• The problem: Render all of the entries below as a Markdown table with two columns, Row for the row number and Line for the text of each line, and omit any blank lines. Leave the pictures out of the answer.

• Data in this exercise:
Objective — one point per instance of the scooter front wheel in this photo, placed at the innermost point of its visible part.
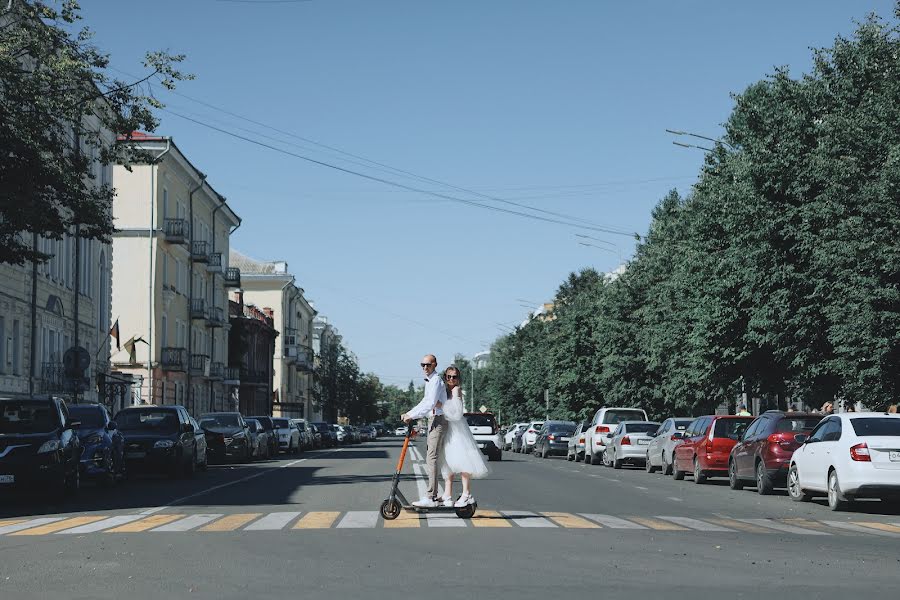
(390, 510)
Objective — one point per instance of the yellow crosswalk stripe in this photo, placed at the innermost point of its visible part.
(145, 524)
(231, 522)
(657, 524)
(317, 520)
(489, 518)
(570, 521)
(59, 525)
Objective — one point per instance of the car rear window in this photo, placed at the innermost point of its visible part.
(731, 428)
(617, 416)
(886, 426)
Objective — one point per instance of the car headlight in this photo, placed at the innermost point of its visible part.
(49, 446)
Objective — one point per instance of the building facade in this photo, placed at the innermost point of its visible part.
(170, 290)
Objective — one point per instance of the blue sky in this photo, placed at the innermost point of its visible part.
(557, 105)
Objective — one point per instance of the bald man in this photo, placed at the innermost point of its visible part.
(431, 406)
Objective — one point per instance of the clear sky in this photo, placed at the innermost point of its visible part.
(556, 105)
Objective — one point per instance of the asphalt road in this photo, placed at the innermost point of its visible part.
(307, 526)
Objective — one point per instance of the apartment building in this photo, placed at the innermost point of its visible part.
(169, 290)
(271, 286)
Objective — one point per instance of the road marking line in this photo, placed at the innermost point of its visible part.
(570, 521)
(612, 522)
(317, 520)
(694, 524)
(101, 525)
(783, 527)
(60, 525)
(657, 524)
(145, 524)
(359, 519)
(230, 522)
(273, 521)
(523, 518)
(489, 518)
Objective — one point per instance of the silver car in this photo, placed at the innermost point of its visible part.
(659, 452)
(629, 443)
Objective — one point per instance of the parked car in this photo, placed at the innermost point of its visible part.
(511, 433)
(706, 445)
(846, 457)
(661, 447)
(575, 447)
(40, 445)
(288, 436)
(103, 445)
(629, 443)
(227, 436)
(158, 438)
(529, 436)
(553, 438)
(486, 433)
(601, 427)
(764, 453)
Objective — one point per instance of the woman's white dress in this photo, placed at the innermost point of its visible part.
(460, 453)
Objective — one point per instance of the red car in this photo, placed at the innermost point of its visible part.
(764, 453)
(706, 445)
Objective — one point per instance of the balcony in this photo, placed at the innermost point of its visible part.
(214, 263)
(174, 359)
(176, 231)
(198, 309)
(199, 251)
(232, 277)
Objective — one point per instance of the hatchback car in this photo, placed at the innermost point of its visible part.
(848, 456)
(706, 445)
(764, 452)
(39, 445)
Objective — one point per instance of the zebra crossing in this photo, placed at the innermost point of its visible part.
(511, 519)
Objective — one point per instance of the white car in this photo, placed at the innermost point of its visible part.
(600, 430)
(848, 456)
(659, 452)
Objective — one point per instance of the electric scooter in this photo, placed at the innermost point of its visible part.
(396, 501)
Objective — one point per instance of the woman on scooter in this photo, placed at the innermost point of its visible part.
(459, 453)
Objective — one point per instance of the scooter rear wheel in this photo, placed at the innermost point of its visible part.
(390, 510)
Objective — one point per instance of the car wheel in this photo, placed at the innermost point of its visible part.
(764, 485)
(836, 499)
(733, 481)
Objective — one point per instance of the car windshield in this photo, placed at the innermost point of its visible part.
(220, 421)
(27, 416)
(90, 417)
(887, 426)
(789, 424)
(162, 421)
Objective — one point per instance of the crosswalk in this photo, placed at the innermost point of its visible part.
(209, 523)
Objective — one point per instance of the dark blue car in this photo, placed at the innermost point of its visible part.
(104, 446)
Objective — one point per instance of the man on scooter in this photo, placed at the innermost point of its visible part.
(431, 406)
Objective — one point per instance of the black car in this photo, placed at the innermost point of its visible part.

• Response to this task:
| Row | Line |
|---|---|
| 1 | Objective — one point per instance of the scooter front wheel in this photo, placed at the innermost point of its visible part. |
| 2 | (390, 510) |
| 3 | Objective — one point per instance of the yellow crosswalk stripe in this photo, placed at the innermost point of its visible part. |
| 4 | (145, 524) |
| 5 | (231, 522) |
| 6 | (657, 524) |
| 7 | (317, 520) |
| 8 | (489, 518) |
| 9 | (570, 521) |
| 10 | (59, 525) |
| 11 | Objective — one point per instance of the car rear window in this photo, placed at the innermost point of its visible part. |
| 12 | (731, 428) |
| 13 | (617, 416) |
| 14 | (886, 426) |
| 15 | Objective — one point per instance of the car headlight in this photo, placed at the innermost point of its visible part. |
| 16 | (49, 446) |
| 17 | Objective — one point per instance of the building facade in this photo, placed at the innermost point of its visible part. |
| 18 | (170, 290) |
| 19 | Objective — one point per instance of the blue sky in this photo, placed at the innermost point of its visible part. |
| 20 | (557, 105) |
| 21 | Objective — one point per instance of the bald man in this photo, placed at the innermost point of its visible part. |
| 22 | (431, 406) |
| 23 | Objective — one point per instance of the clear sky in this photo, placed at the innermost point of its visible part. |
| 24 | (556, 105) |
| 25 | Objective — one point per instance of the asphalt road in this photo, placed at the innermost point of its visible part. |
| 26 | (307, 526) |
| 27 | Objective — one point per instance of the apartment building in this photo, placed at the innermost point of its visible part. |
| 28 | (169, 290) |
| 29 | (271, 286) |
| 30 | Objective — one point per instance of the road marking line in this photo, placed at the innermost point of its visible part. |
| 31 | (570, 521) |
| 32 | (612, 522) |
| 33 | (317, 520) |
| 34 | (694, 524) |
| 35 | (101, 525) |
| 36 | (783, 527) |
| 37 | (60, 525) |
| 38 | (657, 524) |
| 39 | (145, 524) |
| 40 | (359, 519) |
| 41 | (230, 522) |
| 42 | (273, 521) |
| 43 | (523, 518) |
| 44 | (489, 518) |
| 45 | Objective — one point per instance of the silver car in this photo, placed at the innermost point of its visible part. |
| 46 | (659, 452) |
| 47 | (629, 443) |
| 48 | Objective — one point per instance of the parked car in this photo, placed at the innermost point of its visible part. |
| 49 | (511, 433) |
| 50 | (706, 445) |
| 51 | (846, 457) |
| 52 | (661, 447) |
| 53 | (575, 447) |
| 54 | (40, 445) |
| 55 | (288, 436) |
| 56 | (103, 445) |
| 57 | (629, 443) |
| 58 | (227, 436) |
| 59 | (158, 438) |
| 60 | (529, 436) |
| 61 | (553, 438) |
| 62 | (486, 433) |
| 63 | (601, 427) |
| 64 | (764, 453) |
| 65 | Objective — one point per instance of the woman's white dress in this photo, placed at the innermost point of its visible part. |
| 66 | (460, 453) |
| 67 | Objective — one point per instance of the red car in this photo, placed at the innermost point of its visible part. |
| 68 | (764, 453) |
| 69 | (706, 445) |
| 70 | Objective — one point per instance of the balcony in this photo, placed at the innermost point of its visible part. |
| 71 | (214, 263) |
| 72 | (174, 359) |
| 73 | (176, 231) |
| 74 | (198, 309) |
| 75 | (199, 251) |
| 76 | (232, 277) |
| 77 | Objective — one point per instance of the hatchback car in this photo, placed at the innermost point of its visible part. |
| 78 | (848, 456) |
| 79 | (706, 445) |
| 80 | (764, 452) |
| 81 | (39, 445) |
| 82 | Objective — one point per instance of the zebra crossing in this photo, placed at the innermost point of its visible part. |
| 83 | (511, 519) |
| 84 | Objective — one point per instance of the white car in this photo, placed at the innermost point of its visible part. |
| 85 | (600, 430) |
| 86 | (848, 456) |
| 87 | (659, 452) |
| 88 | Objective — one point per instance of the electric scooter in this photo, placed at the innermost point of its visible part. |
| 89 | (396, 501) |
| 90 | Objective — one point per instance of the woman on scooter in this photo, placed at the innermost point of its visible part. |
| 91 | (459, 453) |
| 92 | Objective — one point per instance of the scooter rear wheel in this photo, placed at the innermost point of its visible part. |
| 93 | (390, 510) |
| 94 | Objective — one point per instance of the car wheel in this photo, placed at the innermost point of its visible part. |
| 95 | (764, 485) |
| 96 | (836, 499) |
| 97 | (733, 481) |
| 98 | Objective — one point per instance of the car windshield in this photo, placed at the innermost point of its visible part. |
| 99 | (220, 421) |
| 100 | (27, 416) |
| 101 | (90, 417) |
| 102 | (887, 426) |
| 103 | (789, 424) |
| 104 | (162, 421) |
| 105 | Objective — one point per instance of the crosswalk in this photo, placed at the innermost point of its visible part. |
| 106 | (209, 523) |
| 107 | Objective — one point per instance of the dark blue car in this photo, placed at the innermost point of its visible part. |
| 108 | (104, 446) |
| 109 | Objective — one point per instance of the man on scooter in this photo, placed at the innermost point of its visible part. |
| 110 | (431, 406) |
| 111 | Objective — one point per instance of the black car in this photo, placed at the innermost point of its visible part. |